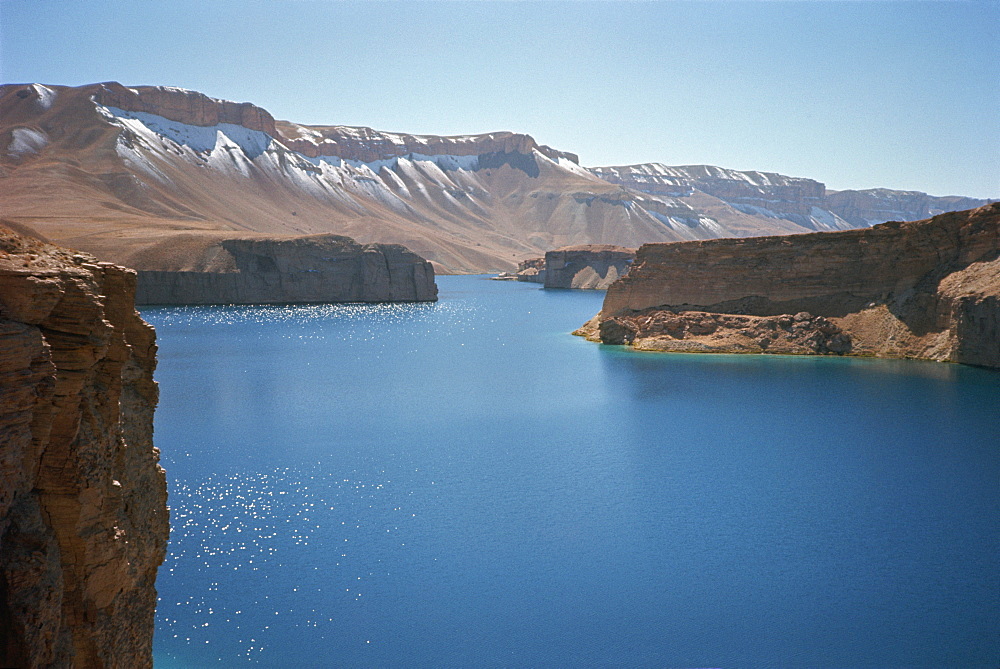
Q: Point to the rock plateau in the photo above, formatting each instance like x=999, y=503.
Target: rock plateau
==
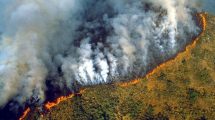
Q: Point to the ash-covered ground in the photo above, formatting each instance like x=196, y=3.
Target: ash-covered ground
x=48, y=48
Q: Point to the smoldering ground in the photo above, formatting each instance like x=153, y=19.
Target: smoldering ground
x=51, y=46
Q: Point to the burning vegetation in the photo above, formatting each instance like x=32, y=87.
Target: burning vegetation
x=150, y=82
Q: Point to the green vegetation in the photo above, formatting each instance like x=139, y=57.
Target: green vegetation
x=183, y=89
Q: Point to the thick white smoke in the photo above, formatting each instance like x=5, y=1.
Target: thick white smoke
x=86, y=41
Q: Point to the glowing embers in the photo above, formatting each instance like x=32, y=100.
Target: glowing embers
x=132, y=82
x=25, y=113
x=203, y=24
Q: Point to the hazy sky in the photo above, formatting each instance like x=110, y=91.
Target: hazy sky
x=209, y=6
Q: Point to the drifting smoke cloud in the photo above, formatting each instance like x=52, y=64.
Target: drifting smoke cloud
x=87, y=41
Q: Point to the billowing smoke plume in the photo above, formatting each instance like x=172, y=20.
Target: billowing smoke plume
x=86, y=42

▶ [GIVEN TASK] In the listing, rewrite the stretch from the line with "Q: Point to the rock" through the line with "Target: rock plateau", putting "granite plateau" in place of "rock plateau" and leaving everything else as it is.

▶ [REPLY]
Q: Point to the granite plateau in the photo above, formatting each instance like x=999, y=503.
Target: granite plateau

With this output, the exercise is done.